"USA vs China: Strategi Cerdas Indonesia Raih Untung"

 


"USA vs China: Strategi Cerdas Indonesia Raih Untung"


Oleh: Rioberto Sidauruk
Pemerhati Hukum Ekonomi Kerakyatan / Peneliti Industri Strategis

Peribahasa “Gajah bertarung, pelanduk mati di tengah-tengah” mengilustrasikan betapa mudahnya negara kecil terhimpit dalam persaingan kekuatan besar.

Dalam konteks perang dagang AS-China, Indonesia sering dianggap sebagai pihak yang akan menjadi korban dalam persaingan ini.

Pandangan ini perlu ditinjau kembali. Indonesia sebenarnya tidak sekadar menjadi penonton pasif. Dengan kekayaan sumber daya alam yang melimpah, pasar domestik yang besar, serta posisi geopolitik yang strategis, Indonesia justru akan mengambil manfaat dari konflik ini.

Lantas, bagaimana strategi yang akan diambil agar Indonesia agara tidak terjebak dalam peran “pelanduk”, melainkan bertransformasi menjadi pemain cerdas yang memanfaatkan situasi ?

 

Posisi Indonesia dalam Perang Dagang AS-China

Perang dagang antara AS dan China memasuki fase yang lebih intens pada 2024. AS memperketat kontrol ekspor teknologi tinggi ke China melalui kebijakan seperti CHIPS Act dan pembatasan ekspor lainnya.

Sebagai balasan, China membatasi ekspor bahan-bahan kritis seperti gallium dan germanium. Di tengah gejolak, Indonesia justru mencatatkan peningkatan signifikan dalam ekspor ke kedua negara.

Di tengah situasi ekonomi global itu, Indonesia masih mampu menjaga neraca perdagangannya tetap surplus hingga pertengahan 2025. Meskipun demikian, surplus yang tercatat mulai menunjukkan penurunan signifikan.

Berdasarkan data dari BPS, surplus perdagangan Indonesia menyusut dari USD 34,64 miliar pada 2023, dengan proyeksi untuk 2025 berada di kisaran USD 30-35 miliar.

Situasi ini menggambarkan penurunan yang patut menjadi perhatian, mengingat pertumbuhan ekspor yang hanya diperkirakan tumbuh 3-5% dalam dua tahun mendatang.

Ketergantungan Indonesia pada komoditas mentah dan pasar ekspor tradisional, terutama China, menjadi salah satu hambatan terbesar dalam menghadapi perlambatan ini.

Sementara itu, ekspor Indonesia ke pasar lain seperti Amerika Serikat dan Eropa masih menunjukkan hasil yang terbatas.

Keadaan China yang tengah mengalami pertumbuhan ekonomi yang melambat—diperkirakan hanya 4,5-5%—menambah kesulitan Indonesia dalam menjaga surplus perdagangan.

Di sisi lain, impor bahan baku industri dan energi yang terus meningkat semakin menambah tekanan pada neraca perdagangan kita.

● **Daftar Permintaan**
[a] Menurut teks tentang perang dagang AS-China, bahan kritis apa saja yang ekspornya dibatasi China sebagai balasan?
[b] Ambil setiap baris dalam catatan yang memuat kata "path", lalu salin baris itu secara utuh.

● **Catatan Tersedia**
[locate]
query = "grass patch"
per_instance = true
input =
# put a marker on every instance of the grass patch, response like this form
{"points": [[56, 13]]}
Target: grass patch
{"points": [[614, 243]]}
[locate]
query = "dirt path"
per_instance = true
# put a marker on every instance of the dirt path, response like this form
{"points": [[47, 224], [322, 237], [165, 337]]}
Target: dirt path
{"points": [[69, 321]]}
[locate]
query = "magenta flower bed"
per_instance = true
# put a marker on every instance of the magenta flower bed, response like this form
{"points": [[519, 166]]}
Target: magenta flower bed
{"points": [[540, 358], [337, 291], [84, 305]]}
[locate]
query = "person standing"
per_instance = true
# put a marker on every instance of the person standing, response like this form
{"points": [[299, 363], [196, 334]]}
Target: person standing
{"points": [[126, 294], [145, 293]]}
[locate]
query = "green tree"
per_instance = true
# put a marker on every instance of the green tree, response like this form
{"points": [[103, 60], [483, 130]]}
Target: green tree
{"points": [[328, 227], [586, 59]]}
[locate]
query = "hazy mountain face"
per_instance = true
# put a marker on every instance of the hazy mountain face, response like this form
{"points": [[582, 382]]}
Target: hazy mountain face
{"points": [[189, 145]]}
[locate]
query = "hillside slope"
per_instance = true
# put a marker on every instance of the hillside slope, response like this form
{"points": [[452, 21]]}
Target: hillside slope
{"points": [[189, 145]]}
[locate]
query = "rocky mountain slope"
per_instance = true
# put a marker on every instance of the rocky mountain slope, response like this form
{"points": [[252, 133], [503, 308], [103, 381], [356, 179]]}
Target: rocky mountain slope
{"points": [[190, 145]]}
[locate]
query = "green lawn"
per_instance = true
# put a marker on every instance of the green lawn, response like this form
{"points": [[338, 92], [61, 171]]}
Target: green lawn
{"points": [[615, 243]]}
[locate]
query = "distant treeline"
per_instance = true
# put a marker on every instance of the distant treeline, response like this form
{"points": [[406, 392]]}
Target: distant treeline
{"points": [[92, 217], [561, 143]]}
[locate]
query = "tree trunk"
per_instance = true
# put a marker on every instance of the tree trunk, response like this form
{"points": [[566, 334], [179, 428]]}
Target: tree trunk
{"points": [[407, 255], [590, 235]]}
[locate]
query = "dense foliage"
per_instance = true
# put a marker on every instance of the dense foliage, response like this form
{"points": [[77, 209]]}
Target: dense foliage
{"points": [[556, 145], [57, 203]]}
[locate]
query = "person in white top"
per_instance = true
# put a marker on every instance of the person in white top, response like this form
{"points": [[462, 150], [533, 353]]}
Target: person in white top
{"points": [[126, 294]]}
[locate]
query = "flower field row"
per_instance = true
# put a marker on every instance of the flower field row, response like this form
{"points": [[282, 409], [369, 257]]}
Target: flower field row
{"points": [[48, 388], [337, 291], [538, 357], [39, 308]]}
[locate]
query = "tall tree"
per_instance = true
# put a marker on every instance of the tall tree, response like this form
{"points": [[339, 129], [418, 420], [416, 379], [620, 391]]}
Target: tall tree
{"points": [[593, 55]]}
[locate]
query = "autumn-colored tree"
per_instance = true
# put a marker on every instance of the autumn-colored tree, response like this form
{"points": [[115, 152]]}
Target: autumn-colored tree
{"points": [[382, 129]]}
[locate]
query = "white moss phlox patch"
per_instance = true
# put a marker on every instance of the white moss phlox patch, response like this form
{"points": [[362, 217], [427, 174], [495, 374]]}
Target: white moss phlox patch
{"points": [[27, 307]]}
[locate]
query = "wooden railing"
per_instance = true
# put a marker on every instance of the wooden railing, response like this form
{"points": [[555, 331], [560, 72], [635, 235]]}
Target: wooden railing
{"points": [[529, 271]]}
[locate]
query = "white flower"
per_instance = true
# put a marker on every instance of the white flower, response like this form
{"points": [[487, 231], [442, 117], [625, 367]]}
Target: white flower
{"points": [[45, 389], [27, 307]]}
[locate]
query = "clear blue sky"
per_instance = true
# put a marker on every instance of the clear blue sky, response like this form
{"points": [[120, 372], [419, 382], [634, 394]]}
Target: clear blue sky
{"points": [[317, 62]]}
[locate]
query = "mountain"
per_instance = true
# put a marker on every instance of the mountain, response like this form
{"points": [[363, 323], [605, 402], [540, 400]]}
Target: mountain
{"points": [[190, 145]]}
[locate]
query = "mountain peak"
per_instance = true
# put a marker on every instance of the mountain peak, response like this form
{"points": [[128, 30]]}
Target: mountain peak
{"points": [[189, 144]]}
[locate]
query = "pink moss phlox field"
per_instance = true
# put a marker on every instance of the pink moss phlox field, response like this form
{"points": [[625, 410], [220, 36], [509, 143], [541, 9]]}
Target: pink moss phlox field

● **Jawaban Akhir**
[a] China membatasi ekspor gallium dan germanium.

[b]
query = "dirt path"
# put a marker on every instance of the dirt path, response like this form
Target: dirt path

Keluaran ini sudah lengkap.